> **Texte de lecture**

Rien n'a changé en moi depuis ce temps-là. Je suis exactement la même. Je revis cet instant comme s'il était présent. Il a la même "densité" de présence que l'instant actuel.
Pourtant, le corps que j'habite n'est plus le même ; l'environnement de l'époque n'existe plus ; mon père a disparu également.
Jusqu'à l'âge de sept ans, il me semble avoir été dans un nuage, un nuage de bonheur hors temps. Ensuite les choses se sont durcies, au point qu'il m'a semblé impossible d'atteindre les 20 ans, l'âge rêvé d'une "libération" des liens dans lesquels je me sentais enfermée.
En fait l'ego, formé de multiples conditionnements, venait de se constituer et refermait sa chape de plomb autour de ma vision. Non seulement celle-ci était obscurcie, mais tous les efforts pour m'en libérer allaient rajouter encore à cette obscurité.
Contrairement à mes inquiétudes, j'ai eu 20 ans et, me libérant d'une forme de conditionnement, me suis jetée dans une autre forme de conditionnement : d'autres souffrances, d'autres blocages, et une recherche insatiable de libération... passant par des thérapies, des études livresques ou des voies spirituelles ne menant jamais nulle part, qu'à de vagues satisfactions temporaires.
Mais je me disais : "L'an 2000, c'est tellement loin ! Je ne vivrai pas au-delà, c'est certain."
L'an 2000 a été comme un virage à 90°, un coude dans ma destinée mais je l'ai tout de même traversé. Et sans changer d'un chouïa : j'étais toujours la même. Mais à force de chercher, chercher, j'avais trouvé dans les astres la certitude que je ne pouvais dépasser impunément mars 2017. Oh ! j'étais une bien piètre astrologue, mais tout de même, au regard de mon thème natal, la rencontre de Neptune en Poissons, Pluton en Capricorne, Uranus en Bélier, Saturne fin Sagittaire et Jupiter mi-Balance formait une coïncidence inouïe à laquelle il me semblait ne pas pouvoir survivre !

> **Données fournies**

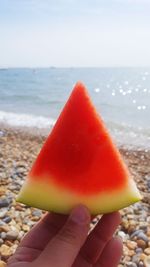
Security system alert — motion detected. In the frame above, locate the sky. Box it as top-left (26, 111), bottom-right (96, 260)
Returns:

> **Travail demandé**
• A. Selon le texte de lecture, jusqu'à quel âge a duré le « nuage de bonheur hors temps » ?
• B. Reprenez le récit sur la quête de libération à la suite de sa dernière phrase, qui évoque la coïncidence astrale jugée impossible à survivre.

> **Réponses attendues**
• A. Jusqu'à l'âge de sept ans.

• B.
Mais c'est passé. Et comme disent tous les bons astrologues, personne ne peut prédire l'heure de la mort. De plus, lorsque mes proches ont disparu, jamais je n'ai pu en lire la raison dans les astres...
Ceci signe la défaite du mental. Il a tricoté une grosse pelote de complications à partir de mes sept ans qu'il s'est amusé à emmêler et emmêler de toutes ses forces jusqu'à ce jour, formant ce qu'on appelle un ego, un ego qui se regarde, cherche à se comprendre et à se libérer... mais de quoi ? Peut-on se libérer de soi-même ?
La mort vous enlève à vos problèmes, à votre idée de vous-même. La mort vous retire l'envie de chercher, l'envie de vous battre pour atteindre un but quel qu'il soit... et vous rend à ce que vous êtes simplement : ce regard ouvert, intensément ouvert.
Du moins la mort de l'ego, c'est-à-dire cette découverte que tout est du pipeau, que tout a toujours été du pipeau, et que rien n'a vraiment changé de l'essentiel : que ce regard ouvert sur la fenêtre lumineuse est toujours le même, exactement le même, et que cela seul est vrai...
Pour illustrer mon propos, voici une vidéo prise il y a quelques jours. Elle représente l'Esprit qui retourne à sa source de lumière, inévitablement aspiré par elle.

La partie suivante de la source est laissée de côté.